(Dataset excerpts begins)
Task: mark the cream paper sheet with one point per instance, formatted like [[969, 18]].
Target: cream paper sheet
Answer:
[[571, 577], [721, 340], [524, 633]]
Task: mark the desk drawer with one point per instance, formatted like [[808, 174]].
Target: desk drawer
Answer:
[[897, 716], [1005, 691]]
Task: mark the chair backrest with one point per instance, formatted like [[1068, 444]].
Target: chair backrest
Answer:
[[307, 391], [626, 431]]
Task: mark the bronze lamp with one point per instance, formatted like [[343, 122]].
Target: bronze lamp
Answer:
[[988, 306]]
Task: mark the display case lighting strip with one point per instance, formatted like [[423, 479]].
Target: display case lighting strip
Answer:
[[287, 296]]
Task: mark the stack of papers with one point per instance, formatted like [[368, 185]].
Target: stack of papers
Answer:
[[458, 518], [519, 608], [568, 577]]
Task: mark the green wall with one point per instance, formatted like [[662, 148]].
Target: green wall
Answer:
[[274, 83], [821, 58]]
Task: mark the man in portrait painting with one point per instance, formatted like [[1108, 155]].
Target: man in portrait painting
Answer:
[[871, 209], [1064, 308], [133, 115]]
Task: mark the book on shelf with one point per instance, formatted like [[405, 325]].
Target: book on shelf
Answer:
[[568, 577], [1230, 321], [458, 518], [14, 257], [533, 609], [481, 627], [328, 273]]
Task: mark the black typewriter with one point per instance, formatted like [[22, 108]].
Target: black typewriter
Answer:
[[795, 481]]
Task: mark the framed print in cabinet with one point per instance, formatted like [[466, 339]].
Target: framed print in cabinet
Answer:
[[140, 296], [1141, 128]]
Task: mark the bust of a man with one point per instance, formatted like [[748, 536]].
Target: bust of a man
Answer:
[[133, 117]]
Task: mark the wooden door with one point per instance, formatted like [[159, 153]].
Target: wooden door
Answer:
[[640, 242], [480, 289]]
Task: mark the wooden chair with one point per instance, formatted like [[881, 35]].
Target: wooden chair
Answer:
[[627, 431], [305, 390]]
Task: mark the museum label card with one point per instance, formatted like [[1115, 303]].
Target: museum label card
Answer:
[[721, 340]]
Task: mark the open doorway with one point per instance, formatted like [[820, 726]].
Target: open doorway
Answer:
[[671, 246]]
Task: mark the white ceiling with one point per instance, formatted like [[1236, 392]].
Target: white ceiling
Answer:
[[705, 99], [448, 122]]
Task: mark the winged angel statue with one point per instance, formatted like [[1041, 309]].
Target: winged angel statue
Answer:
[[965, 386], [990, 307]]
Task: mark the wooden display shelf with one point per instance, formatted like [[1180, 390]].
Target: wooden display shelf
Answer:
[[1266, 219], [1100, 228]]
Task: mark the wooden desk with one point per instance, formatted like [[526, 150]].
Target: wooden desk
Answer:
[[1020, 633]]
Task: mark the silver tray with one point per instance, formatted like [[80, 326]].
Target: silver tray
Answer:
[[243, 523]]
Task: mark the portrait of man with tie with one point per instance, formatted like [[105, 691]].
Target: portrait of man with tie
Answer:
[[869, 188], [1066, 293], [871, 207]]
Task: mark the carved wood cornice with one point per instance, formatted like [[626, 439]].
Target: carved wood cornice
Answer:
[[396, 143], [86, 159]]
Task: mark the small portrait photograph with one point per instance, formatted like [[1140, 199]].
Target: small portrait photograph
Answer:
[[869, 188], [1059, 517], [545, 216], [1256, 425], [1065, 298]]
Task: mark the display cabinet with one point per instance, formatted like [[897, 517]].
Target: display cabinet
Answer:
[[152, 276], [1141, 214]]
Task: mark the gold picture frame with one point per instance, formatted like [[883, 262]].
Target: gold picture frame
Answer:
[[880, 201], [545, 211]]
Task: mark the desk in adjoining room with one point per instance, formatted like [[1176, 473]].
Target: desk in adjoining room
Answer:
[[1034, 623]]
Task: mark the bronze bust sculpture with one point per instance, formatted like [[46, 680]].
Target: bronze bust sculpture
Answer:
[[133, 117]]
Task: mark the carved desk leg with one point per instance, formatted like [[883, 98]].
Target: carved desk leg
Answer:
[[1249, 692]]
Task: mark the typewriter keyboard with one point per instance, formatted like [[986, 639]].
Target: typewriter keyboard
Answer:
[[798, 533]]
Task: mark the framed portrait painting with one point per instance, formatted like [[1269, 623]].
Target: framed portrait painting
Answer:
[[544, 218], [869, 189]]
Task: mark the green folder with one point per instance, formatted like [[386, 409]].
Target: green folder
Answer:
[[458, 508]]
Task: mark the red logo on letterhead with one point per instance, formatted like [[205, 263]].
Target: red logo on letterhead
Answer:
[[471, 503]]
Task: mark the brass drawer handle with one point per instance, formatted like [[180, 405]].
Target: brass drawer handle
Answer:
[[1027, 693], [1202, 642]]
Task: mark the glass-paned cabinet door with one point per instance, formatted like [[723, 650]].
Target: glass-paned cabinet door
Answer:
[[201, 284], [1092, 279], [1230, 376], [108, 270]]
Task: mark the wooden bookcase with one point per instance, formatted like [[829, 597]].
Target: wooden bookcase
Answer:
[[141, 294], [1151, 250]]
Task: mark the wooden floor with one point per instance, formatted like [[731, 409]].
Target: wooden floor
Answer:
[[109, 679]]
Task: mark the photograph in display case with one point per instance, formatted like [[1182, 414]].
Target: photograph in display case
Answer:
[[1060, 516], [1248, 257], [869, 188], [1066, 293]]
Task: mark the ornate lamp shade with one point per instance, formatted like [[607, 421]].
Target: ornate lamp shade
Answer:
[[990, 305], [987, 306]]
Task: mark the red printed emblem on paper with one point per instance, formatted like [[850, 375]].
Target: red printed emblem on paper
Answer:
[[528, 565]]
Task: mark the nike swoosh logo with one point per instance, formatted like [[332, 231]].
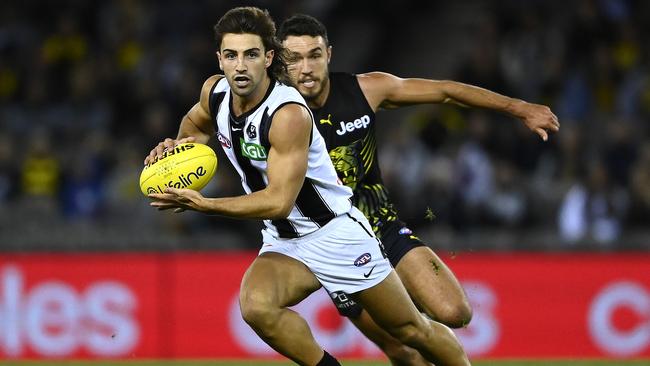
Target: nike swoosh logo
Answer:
[[366, 275]]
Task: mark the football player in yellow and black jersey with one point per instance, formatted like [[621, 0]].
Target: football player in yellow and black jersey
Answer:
[[344, 107]]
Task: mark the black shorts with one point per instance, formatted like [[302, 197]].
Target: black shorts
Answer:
[[397, 240]]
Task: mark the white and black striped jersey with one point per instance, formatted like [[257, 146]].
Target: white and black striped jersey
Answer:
[[245, 140]]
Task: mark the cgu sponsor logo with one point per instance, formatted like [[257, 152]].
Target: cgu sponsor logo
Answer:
[[223, 140], [54, 320], [167, 153], [363, 259], [252, 151], [358, 123], [181, 181]]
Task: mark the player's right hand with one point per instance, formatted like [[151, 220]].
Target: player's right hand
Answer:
[[163, 146]]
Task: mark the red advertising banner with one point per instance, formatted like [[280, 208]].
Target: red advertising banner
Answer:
[[184, 305]]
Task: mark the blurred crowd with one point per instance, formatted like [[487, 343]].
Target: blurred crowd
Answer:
[[88, 88]]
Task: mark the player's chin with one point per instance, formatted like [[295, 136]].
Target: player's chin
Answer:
[[308, 93]]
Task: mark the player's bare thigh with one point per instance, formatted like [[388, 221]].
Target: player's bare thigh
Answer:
[[277, 280], [433, 287]]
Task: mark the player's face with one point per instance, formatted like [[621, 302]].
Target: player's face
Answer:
[[308, 71], [244, 62]]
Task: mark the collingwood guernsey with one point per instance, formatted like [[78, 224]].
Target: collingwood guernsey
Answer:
[[245, 140]]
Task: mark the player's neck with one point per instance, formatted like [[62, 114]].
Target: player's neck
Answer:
[[243, 104], [321, 99]]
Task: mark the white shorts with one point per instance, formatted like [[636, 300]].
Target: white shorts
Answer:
[[344, 255]]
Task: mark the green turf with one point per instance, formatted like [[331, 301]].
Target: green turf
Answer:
[[558, 362]]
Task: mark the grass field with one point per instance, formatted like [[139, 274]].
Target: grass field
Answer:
[[558, 362]]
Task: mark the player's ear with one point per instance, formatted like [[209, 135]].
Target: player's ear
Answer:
[[268, 58], [219, 59]]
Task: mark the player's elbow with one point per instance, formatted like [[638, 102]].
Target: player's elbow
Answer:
[[281, 210]]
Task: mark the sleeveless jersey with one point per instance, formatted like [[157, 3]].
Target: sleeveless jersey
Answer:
[[245, 140], [347, 122]]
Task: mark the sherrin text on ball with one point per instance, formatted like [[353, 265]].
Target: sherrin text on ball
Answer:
[[188, 165]]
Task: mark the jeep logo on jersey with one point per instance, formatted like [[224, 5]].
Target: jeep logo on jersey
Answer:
[[251, 131], [363, 259], [252, 151], [223, 140], [346, 127]]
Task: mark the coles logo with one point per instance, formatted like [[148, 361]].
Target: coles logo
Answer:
[[627, 339], [54, 320], [363, 259], [223, 140]]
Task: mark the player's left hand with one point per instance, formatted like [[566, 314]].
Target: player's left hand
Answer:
[[178, 199], [538, 118]]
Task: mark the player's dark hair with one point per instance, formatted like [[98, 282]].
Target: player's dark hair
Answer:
[[302, 25], [251, 20]]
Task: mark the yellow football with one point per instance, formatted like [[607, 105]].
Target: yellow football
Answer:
[[188, 165]]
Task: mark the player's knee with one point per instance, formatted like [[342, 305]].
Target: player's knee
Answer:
[[409, 334], [457, 315], [257, 311], [400, 354]]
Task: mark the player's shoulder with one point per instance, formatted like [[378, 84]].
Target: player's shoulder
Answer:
[[211, 82], [374, 78]]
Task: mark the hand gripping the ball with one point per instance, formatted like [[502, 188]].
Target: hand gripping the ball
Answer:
[[179, 200]]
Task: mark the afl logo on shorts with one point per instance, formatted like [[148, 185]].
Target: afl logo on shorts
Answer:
[[363, 259], [223, 140]]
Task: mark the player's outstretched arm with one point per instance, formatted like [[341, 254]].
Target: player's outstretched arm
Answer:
[[287, 166], [196, 125], [384, 90]]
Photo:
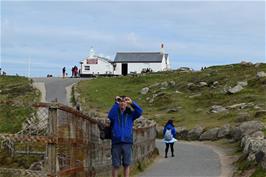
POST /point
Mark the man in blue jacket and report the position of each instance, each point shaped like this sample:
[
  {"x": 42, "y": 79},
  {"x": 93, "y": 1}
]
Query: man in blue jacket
[{"x": 122, "y": 116}]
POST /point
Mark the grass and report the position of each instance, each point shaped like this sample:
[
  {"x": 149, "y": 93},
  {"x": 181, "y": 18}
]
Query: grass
[
  {"x": 20, "y": 90},
  {"x": 98, "y": 94}
]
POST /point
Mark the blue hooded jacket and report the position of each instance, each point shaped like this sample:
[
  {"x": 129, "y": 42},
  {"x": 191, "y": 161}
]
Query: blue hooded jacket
[
  {"x": 170, "y": 126},
  {"x": 122, "y": 123}
]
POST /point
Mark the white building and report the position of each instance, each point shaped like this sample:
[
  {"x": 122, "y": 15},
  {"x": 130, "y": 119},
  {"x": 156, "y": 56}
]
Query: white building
[
  {"x": 136, "y": 62},
  {"x": 125, "y": 63},
  {"x": 96, "y": 65}
]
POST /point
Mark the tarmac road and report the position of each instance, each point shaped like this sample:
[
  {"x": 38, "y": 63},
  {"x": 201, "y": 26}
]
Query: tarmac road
[
  {"x": 191, "y": 160},
  {"x": 55, "y": 87}
]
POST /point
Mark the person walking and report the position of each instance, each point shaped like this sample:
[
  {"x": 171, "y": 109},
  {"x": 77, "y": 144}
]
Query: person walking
[
  {"x": 64, "y": 72},
  {"x": 169, "y": 134},
  {"x": 122, "y": 116}
]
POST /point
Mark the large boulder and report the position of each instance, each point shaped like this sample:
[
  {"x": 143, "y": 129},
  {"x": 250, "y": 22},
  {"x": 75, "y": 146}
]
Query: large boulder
[
  {"x": 261, "y": 74},
  {"x": 242, "y": 83},
  {"x": 202, "y": 84},
  {"x": 236, "y": 133},
  {"x": 195, "y": 133},
  {"x": 172, "y": 83},
  {"x": 239, "y": 105},
  {"x": 181, "y": 132},
  {"x": 218, "y": 109},
  {"x": 235, "y": 89},
  {"x": 144, "y": 91},
  {"x": 250, "y": 127},
  {"x": 260, "y": 113},
  {"x": 154, "y": 85},
  {"x": 37, "y": 166},
  {"x": 210, "y": 134},
  {"x": 164, "y": 84},
  {"x": 224, "y": 131}
]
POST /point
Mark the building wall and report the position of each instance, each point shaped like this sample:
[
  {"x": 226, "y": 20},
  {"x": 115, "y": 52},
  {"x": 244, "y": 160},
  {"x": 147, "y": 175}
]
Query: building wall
[
  {"x": 137, "y": 67},
  {"x": 102, "y": 67}
]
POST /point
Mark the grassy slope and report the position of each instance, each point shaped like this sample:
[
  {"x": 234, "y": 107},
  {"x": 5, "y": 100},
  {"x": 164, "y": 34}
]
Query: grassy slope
[
  {"x": 99, "y": 94},
  {"x": 16, "y": 89}
]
(Dataset excerpts ends)
_Activity_
Copy down every line of the entries containing the word "striped".

_Solution to this task_
Task: mark the white and black striped jersey with one point per instance, formatted like [[257, 146]].
Target: white and black striped jersey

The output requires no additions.